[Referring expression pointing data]
[Start of section]

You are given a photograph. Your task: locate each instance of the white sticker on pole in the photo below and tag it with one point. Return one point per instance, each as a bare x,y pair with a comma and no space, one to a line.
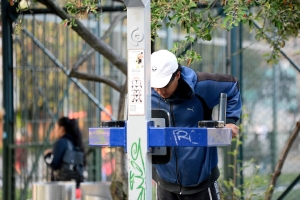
136,89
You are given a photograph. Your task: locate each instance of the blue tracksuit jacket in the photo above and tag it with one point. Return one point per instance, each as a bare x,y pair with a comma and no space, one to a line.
193,101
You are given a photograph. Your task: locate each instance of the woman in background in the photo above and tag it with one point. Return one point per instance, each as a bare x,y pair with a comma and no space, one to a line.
68,131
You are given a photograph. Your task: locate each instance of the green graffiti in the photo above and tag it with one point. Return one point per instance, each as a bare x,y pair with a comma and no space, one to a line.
137,170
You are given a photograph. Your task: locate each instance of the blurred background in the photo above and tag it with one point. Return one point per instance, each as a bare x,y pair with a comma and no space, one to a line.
42,92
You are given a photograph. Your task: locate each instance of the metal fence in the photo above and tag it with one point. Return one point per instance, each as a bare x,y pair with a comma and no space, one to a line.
45,53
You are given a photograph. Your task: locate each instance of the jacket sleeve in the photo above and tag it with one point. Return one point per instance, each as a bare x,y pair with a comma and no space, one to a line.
209,86
59,149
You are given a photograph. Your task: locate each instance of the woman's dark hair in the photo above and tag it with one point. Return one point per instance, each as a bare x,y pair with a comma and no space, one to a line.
71,127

[End of section]

Work order. The records above are to be copied exactly, with no pictures carried over.

Task solution.
You are given a photograph. Your task: locate each instance of the white sticker on pole in the photo below and tag it with one point. Return one point per instance, each as a bare x,y pair with a comma and no space, one to a line.
136,89
You are given a photograph. Your task: locate each instance of the blue tracksuit jacket in the photo above and tag it with one point. Return one point per instance, each as a bare x,y pair with a comma and no space, one to a line.
193,101
You are given a photograph. Your task: locate each instance of the woman in background in the photo above and tag it with one point. Return one point per instance, each as a bare x,y pair with a comma and no space, one to a line.
68,131
You are given a photograph. Your task: locate each instance of the green graffiti in the photo above and tag it with one point. Return one point per instance, each as a bare x,y pair with a comma and no space, one to a line.
137,170
You are given a photograph. Your task: locate each instance of the blurred background in the photo above and tag it with one point. Return one point per instance, each as a bare x,y pair with a comma and no space, one to a line.
42,92
You are given a photograph. Your task: locate each instance of the metal fence in the photo above and tag it with one point. Return one point per instance, each as a bare x,y pair with a comma and no space, one to a line.
45,53
You are given a photograph. Your task: locate each instance of the jacket sleeve in the photo above and tag it with one point. Return one point per instance, each as a bare x,y pair with a comma and no space, one to a line.
209,86
59,149
You are given a photograph. Your task: locate each instance of the woman's dark hair in the photo above and tag it with one point. Return one point per instance, each as a bare x,y pair with a comma and no space, one to a line.
71,127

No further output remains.